### Exercise aim
Pull every line out of the listing below and reproduce each one verbatim.
* Start Records for this task *
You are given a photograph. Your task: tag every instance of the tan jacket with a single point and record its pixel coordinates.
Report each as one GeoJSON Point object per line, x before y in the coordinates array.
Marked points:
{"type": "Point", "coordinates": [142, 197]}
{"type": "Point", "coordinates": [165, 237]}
* End Records for this task *
### The response
You are given a photograph. Your task: tag every instance of the tan jacket with a single point and record its pixel coordinates.
Report each as one GeoJSON Point object per line, x before y in the coordinates array.
Marked points:
{"type": "Point", "coordinates": [142, 197]}
{"type": "Point", "coordinates": [165, 237]}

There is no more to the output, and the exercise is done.